## Reading text
** START **

Hurtful? Yes. And that's my point. It's no less ugly, painful or 
dehumanizing a description when applied to Iraqis, Palestinians, or anyone 
else. If we ourselves do not want to be treated in this fashion, we must 
refuse to allow others to be similarly devalued and dehumanized in our 
name.

* The bottom line of my argument is that the best and perhaps only way to 
prevent 9-1-1-style attacks on the U.S. is for American citizens to compel 
their government to comply with the rule of law. The lesson of Nuremberg 
is that this is not only our right, but our obligation. To the extent we 
shirk this responsibility, we, like the "Good Germans" of the 1930s and 
'40s, are complicit in its actions and have no legitimate basis for 
complaint when we suffer the consequences. This, of course, includes me, 
personally, as well as my family, no less than anyone else.

** END **

## Written exercise
Can you write out the part of the passage on Nuremberg and the rule of law that starts at "Hurtful? Yes. And" and ends at "than anyone else.", word for word?

## Records
** START **

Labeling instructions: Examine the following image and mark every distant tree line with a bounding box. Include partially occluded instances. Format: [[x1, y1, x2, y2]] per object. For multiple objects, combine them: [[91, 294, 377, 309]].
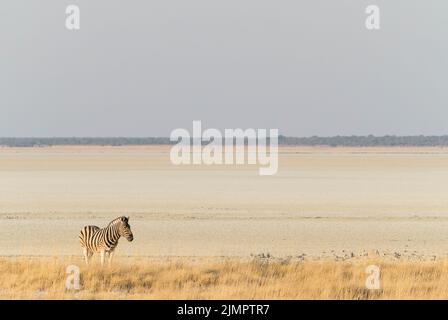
[[0, 135, 448, 147]]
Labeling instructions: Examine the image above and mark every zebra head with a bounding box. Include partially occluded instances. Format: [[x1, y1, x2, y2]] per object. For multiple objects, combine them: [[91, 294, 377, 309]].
[[118, 217, 134, 241]]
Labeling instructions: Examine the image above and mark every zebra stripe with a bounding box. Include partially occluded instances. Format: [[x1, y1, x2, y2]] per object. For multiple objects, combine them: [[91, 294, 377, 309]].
[[79, 217, 134, 265]]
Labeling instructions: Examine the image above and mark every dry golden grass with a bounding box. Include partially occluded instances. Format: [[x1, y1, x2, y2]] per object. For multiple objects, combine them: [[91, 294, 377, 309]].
[[0, 258, 448, 299]]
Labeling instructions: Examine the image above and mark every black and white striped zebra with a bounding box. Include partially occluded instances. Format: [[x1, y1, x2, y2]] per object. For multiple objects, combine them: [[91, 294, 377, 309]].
[[79, 217, 134, 265]]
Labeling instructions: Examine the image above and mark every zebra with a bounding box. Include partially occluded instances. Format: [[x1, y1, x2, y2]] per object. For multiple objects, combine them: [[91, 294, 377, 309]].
[[79, 217, 134, 266]]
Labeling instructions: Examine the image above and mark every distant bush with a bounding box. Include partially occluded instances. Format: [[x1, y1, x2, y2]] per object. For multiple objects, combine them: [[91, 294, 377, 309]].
[[0, 135, 448, 147]]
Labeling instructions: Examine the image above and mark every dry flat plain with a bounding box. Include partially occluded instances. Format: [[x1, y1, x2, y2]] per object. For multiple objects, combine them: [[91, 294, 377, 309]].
[[0, 146, 448, 298]]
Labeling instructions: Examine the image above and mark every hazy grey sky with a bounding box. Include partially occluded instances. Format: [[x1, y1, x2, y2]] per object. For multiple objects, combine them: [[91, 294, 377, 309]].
[[0, 0, 448, 136]]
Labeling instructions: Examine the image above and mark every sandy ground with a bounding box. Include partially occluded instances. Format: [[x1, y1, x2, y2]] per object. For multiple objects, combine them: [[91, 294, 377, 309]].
[[0, 146, 448, 257]]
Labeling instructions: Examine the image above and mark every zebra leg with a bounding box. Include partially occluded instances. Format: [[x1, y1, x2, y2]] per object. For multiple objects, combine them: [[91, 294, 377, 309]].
[[82, 248, 89, 265], [109, 251, 114, 267], [100, 249, 106, 266]]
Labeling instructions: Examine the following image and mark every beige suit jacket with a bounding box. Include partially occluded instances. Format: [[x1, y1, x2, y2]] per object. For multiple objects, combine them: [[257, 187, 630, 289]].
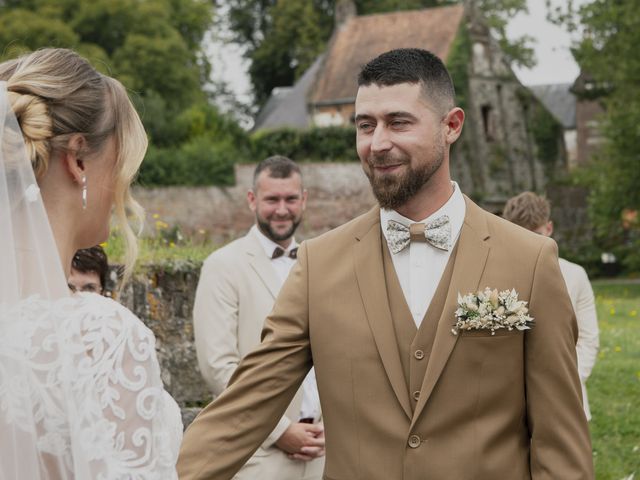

** END **

## Complete answer
Hurtful? Yes. And that's my point. It's no less ugly, painful or 
dehumanizing a description when applied to Iraqis, Palestinians, or anyone 
else. If we ourselves do not want to be treated in this fashion, we must 
refuse to allow others to be similarly devalued and dehumanized in our 
name.

* The bottom line of my argument is that the best and perhaps only way to 
prevent 9-1-1-style attacks on the U.S. is for American citizens to compel 
their government to comply with the rule of law. The lesson of Nuremberg 
is that this is not only our right, but our obligation. To the extent we 
shirk this responsibility, we, like the "Good Germans" of the 1930s and 
'40s, are complicit in its actions and have no legitimate basis for 
complaint when we suffer the consequences. This, of course, includes me, 
personally, as well as my family, no less than anyone else.